### Problem description
Pull out every line of the data below that contains the word "roof", and treat upper and lower case as different.
***** Records supplied *****
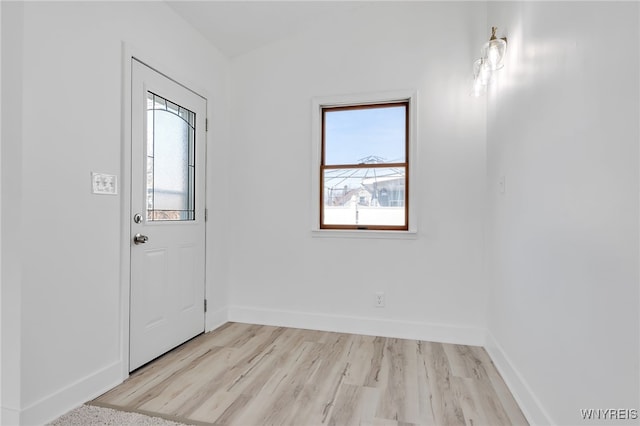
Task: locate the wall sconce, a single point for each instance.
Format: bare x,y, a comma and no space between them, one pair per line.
*****
***** Records supplied *****
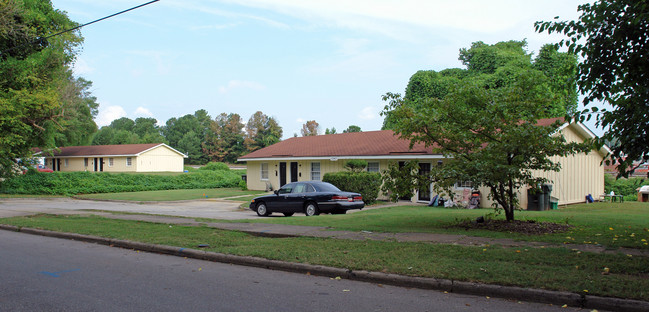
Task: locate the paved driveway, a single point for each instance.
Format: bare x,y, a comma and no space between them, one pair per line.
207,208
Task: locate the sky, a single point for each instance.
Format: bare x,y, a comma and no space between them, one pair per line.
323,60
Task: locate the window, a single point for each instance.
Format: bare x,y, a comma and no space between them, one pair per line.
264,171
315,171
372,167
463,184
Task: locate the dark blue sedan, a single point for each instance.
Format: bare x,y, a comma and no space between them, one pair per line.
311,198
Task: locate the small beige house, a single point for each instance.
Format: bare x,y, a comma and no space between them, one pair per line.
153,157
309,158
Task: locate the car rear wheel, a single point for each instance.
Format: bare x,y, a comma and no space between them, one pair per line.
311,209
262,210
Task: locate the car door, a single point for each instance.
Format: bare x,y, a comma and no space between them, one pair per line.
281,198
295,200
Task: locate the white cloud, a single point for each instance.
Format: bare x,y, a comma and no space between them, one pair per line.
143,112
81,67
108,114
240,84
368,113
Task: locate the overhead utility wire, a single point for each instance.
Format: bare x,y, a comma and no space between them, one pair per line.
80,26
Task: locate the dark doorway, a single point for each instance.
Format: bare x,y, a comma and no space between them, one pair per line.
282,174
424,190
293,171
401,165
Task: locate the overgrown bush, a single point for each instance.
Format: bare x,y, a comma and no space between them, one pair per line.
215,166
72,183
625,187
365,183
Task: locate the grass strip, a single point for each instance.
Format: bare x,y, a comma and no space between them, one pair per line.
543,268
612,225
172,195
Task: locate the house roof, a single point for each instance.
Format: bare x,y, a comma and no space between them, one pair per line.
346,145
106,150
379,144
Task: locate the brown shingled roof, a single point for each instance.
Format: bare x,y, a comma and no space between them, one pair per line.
*****
***** Records supplied *****
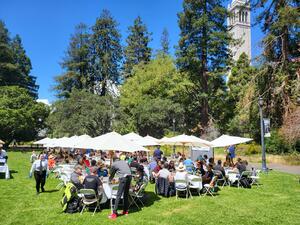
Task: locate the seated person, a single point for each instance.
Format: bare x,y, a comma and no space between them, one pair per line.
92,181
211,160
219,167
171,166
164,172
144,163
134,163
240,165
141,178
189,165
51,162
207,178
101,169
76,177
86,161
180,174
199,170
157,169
*****
### Result of the exercise
Task: locate the house roof, a single point for each instance.
Task: locate the brown shingled roof, a single point for each instance.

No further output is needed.